__PROVIDED DATA__:
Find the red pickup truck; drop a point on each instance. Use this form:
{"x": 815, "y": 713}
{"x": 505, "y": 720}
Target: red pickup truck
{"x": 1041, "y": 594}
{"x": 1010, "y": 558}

__EXERCISE DESCRIPTION__:
Please scale the records by repeating every line, requests included, with each coordinate in the answers multiplied by 1.95 and rounded to the nearest whole number, halves going up. Keep the numbers in the requests and their format samples as they are.

__ANSWER IN FULL__:
Find the red pickup truck; drop a point on each instance. Use this form:
{"x": 815, "y": 713}
{"x": 505, "y": 720}
Target: red pickup truck
{"x": 2030, "y": 1158}
{"x": 1970, "y": 1088}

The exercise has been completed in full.